◆ Task description
Go through the entries and say how many lines contain the string "below". The number is the whole answer.

◆ Raw data
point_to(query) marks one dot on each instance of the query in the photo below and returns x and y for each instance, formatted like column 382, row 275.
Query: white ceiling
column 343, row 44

--

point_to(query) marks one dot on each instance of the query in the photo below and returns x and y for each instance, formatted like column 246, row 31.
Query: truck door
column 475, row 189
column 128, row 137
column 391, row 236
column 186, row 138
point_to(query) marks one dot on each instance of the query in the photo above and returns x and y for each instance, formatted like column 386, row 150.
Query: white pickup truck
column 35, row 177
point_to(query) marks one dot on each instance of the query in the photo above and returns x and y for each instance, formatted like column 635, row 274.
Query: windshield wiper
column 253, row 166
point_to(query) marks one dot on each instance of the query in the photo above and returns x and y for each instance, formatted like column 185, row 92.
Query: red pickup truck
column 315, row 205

◆ Response box
2